— begin Source data —

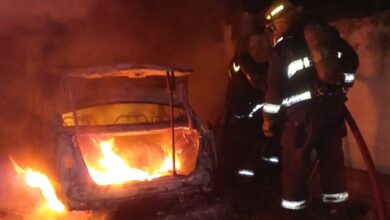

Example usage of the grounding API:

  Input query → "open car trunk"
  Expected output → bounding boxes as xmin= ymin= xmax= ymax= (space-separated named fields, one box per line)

xmin=57 ymin=66 xmax=216 ymax=210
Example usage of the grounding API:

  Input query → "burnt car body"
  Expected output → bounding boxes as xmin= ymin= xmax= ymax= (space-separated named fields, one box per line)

xmin=55 ymin=65 xmax=217 ymax=210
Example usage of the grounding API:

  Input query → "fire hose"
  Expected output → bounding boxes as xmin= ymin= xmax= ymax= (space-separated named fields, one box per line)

xmin=309 ymin=105 xmax=386 ymax=220
xmin=249 ymin=104 xmax=387 ymax=220
xmin=344 ymin=106 xmax=386 ymax=220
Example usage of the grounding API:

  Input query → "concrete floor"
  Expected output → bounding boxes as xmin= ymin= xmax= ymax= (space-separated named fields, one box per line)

xmin=0 ymin=156 xmax=390 ymax=220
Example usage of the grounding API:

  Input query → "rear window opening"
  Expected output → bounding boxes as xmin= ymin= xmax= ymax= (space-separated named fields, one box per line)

xmin=62 ymin=103 xmax=187 ymax=127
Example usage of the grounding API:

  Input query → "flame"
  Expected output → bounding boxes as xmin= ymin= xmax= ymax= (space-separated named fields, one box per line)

xmin=86 ymin=138 xmax=180 ymax=185
xmin=10 ymin=158 xmax=65 ymax=213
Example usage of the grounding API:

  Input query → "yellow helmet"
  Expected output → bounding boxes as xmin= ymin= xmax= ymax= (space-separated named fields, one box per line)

xmin=265 ymin=0 xmax=294 ymax=21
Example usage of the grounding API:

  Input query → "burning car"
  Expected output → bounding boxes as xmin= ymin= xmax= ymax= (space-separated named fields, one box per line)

xmin=55 ymin=65 xmax=217 ymax=210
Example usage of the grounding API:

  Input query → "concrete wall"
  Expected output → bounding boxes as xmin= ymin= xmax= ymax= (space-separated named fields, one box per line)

xmin=332 ymin=11 xmax=390 ymax=174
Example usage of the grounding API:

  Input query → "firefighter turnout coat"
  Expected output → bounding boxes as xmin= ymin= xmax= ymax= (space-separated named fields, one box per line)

xmin=263 ymin=23 xmax=358 ymax=210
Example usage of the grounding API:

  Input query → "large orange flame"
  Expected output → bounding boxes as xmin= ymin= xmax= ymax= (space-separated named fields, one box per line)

xmin=85 ymin=138 xmax=180 ymax=185
xmin=10 ymin=158 xmax=65 ymax=213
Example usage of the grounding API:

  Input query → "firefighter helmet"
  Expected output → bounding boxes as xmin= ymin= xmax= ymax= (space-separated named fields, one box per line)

xmin=265 ymin=0 xmax=294 ymax=21
xmin=265 ymin=0 xmax=303 ymax=42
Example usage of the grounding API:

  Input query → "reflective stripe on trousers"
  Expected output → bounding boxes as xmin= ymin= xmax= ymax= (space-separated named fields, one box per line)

xmin=282 ymin=199 xmax=306 ymax=210
xmin=322 ymin=192 xmax=349 ymax=203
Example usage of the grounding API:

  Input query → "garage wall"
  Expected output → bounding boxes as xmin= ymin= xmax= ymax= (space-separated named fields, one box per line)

xmin=332 ymin=11 xmax=390 ymax=174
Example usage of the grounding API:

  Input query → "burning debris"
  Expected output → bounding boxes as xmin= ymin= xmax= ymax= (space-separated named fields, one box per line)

xmin=11 ymin=158 xmax=65 ymax=213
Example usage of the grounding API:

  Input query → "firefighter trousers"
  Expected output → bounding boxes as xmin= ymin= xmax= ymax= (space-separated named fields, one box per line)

xmin=280 ymin=94 xmax=348 ymax=209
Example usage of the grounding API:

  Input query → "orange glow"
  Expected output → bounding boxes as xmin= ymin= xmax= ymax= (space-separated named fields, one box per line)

xmin=11 ymin=158 xmax=65 ymax=213
xmin=85 ymin=138 xmax=180 ymax=185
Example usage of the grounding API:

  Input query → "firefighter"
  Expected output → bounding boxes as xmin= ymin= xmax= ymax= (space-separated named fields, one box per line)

xmin=263 ymin=0 xmax=358 ymax=219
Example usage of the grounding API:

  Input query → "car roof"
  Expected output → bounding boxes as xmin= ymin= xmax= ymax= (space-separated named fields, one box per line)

xmin=66 ymin=64 xmax=193 ymax=79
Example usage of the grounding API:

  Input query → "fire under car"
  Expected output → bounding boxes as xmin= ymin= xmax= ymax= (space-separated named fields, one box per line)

xmin=55 ymin=65 xmax=217 ymax=210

— end Source data —

**Directive:** Count the lines in the entries above that contain the word "concrete". Reply with the number alone.

**Result:** 2